_Direction_. Retype all the entries word for word, but omit the pictures.

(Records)

====================

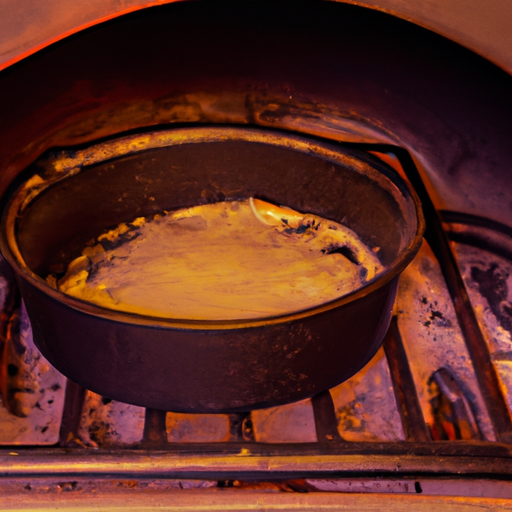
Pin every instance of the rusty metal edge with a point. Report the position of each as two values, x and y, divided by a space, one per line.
243 461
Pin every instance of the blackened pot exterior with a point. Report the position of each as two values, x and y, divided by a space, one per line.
194 365
210 370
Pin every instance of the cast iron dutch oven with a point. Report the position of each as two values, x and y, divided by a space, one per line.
192 365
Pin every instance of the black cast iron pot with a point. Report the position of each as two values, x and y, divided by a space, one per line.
206 366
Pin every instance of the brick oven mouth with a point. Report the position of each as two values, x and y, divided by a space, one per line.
430 413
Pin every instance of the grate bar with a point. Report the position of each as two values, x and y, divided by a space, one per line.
326 423
240 427
485 371
406 396
155 432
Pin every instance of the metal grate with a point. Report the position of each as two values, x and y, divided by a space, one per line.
240 457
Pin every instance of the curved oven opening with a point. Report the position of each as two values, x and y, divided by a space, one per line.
332 71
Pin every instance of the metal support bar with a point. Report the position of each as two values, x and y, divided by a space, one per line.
406 396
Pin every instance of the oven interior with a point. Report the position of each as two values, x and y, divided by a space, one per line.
430 414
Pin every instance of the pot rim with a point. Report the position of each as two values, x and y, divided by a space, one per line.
72 163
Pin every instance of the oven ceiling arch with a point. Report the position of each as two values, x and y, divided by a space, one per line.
26 26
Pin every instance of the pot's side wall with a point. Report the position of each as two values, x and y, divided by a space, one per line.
484 27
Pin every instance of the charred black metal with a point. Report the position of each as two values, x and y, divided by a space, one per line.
71 414
413 423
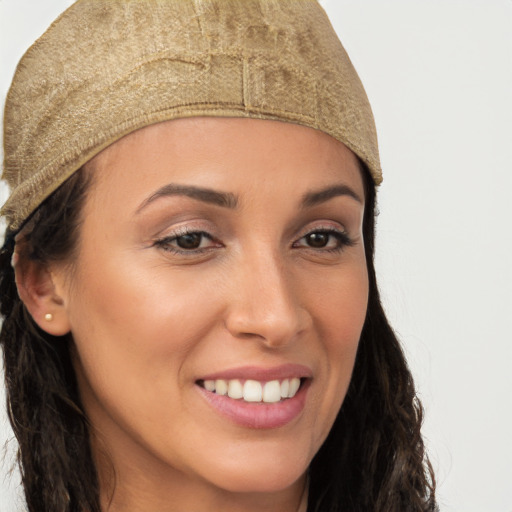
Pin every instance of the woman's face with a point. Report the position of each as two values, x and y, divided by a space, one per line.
217 253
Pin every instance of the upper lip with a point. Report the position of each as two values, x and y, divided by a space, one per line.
281 372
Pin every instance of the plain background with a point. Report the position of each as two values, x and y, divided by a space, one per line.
439 76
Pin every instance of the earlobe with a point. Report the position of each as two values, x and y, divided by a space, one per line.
37 290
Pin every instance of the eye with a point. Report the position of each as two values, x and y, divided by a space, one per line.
324 239
187 242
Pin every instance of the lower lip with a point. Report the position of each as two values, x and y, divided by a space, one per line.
258 415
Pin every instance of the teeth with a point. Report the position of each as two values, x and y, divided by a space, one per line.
254 391
235 389
272 391
294 387
285 388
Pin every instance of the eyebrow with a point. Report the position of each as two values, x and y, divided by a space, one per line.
321 196
206 195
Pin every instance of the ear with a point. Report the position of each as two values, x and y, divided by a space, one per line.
42 298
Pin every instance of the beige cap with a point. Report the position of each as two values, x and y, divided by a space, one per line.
105 68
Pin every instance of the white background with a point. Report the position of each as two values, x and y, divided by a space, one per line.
439 77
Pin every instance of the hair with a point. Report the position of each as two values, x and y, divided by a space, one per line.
373 458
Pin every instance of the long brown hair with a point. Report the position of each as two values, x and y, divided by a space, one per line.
373 459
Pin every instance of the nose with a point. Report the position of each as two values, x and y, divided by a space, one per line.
265 303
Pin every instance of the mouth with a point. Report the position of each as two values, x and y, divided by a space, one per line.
258 398
254 391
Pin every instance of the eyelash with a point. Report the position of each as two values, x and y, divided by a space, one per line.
342 239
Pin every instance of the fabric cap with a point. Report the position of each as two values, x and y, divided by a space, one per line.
105 68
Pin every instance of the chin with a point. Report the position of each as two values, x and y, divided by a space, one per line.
266 472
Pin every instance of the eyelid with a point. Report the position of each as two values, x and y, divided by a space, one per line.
165 242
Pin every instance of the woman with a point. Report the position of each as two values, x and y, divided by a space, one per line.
191 317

====================

_Solution to this problem_.
Pin every instance of the rusty metal edge with a point. Report the position of each as two values, x and y, divided by a space, one per line.
243 461
Pin every instance of the blackened pot exterior with a point. Report the position of each as two values, x and y, divided by a space, one per line.
194 365
210 370
Pin every instance of the cast iron dutch oven with a point. Report the position of each as two values, x and y, divided by a space, one per line.
192 365
Pin every instance of the black cast iron pot with a point. Report the position of each as two values, x and y, divided by a space, one per line.
206 366
Pin every instance of the brick oven mouth with a point. Report the position of each as two values, x and y, divided by a space, one per line.
430 413
Pin every instance of the grate bar with a point. Report the position of each as two values, x and y, divided by a space, one per line.
326 423
240 427
485 371
406 396
155 432
Pin every instance of the metal grate with a point. Report the position of each as two values, x and y, divided by a space, one per line.
240 457
Pin every instance of the curved oven opening with a point. Report the position of each as two values, x and y, divided by a space, one per line.
332 71
Pin every instance of the metal support bar with a point. Report the position of each as two values, x and y, divided by a space, one per line.
406 396
Pin every instance of the oven interior with a point. Report the position of each as two values, x and y, divided by a space, one per line.
430 414
Pin every instance of the pot rim with a point. Report the position of each as two values, x and y, divided by a space, one per line.
72 163
Pin every instance of the oven ceiling arch with a point. Report the position of each as two values, x and y, divided by a space, one per line.
26 26
Pin every instance of the pot's side wall with a point. Report the position of each as two values, x and y, divided by a space, one per line.
484 27
Pin every instance of the charred black metal with a point. Report the position of each as two values, x and y, divided by a space, one per line.
71 414
413 423
Pin every instance of the woman's face with a point. Report the position of each as two values, x and y, divided by a space, one per line.
217 253
Pin every instance of the upper lip with a point. Report the position of each as two values, x and y, divided by a space, one per line.
281 372
Pin every instance of the plain background with a point. Report the position of each as two values, x and y, divided by a space, one per line.
439 76
Pin every instance of the earlobe with a point. Report the position of each as two values, x and y, divided by a space, one per line.
37 290
Pin every instance of the eye with a point. Report the position of each as two values, x and y, divided by a space, one per line.
324 239
187 242
Pin every instance of the lower lip with a point. Report the position of each as two values, x and y, divided by a space, one per line.
258 415
Pin every instance of the teeth with a point. Report the position of each as two values, x and y, divided by a space, one per line.
254 391
235 389
272 391
294 387
285 388
Pin every instance of the eyebrow with a point. Report the position of each as two values, x and y, divided by a space, one per line.
321 196
206 195
Pin every instance of the ear with a point. Report the position of each as two values, x and y, divided by a space, one per line.
42 298
Pin every instance of the beige cap with a point. Report the position of each as two values, x and y, divided by a space, one per line.
105 68
Pin every instance of the white background with a point. Report the position of each as two values, x and y, divided by a space, one per line.
439 77
Pin every instance of the hair with a point. Report the position of each as two values, x and y, divided by a space, one per line.
373 458
Pin every instance of the long brown hair with a point. Report the position of each as two values, x and y, divided by a space, one per line.
373 459
Pin every instance of the nose with a point. Report the position of each as two values, x and y, divided by a space, one per line.
265 303
Pin every instance of the mouth with a point. Report the position of each as two values, x and y, divided by a space, one per line.
258 398
254 391
Pin every instance of the eyelash with a point. Report the position of each as two values, x and y, divided by a space, one per line.
342 239
Pin every instance of the fabric cap with a point. Report the position of each as two values, x and y, divided by a space, one per line.
105 68
Pin every instance of the chin with a point. Report the position of each as two values, x and y, divided by a space, one per line.
266 472
Pin every instance of the eyelid with a point. Report the position of each as two values, x and y, divided by a space, one per line.
165 242
Pin every instance of the woman with a point. Report the position of each as two values, x and y, divided by a space, one per line.
191 317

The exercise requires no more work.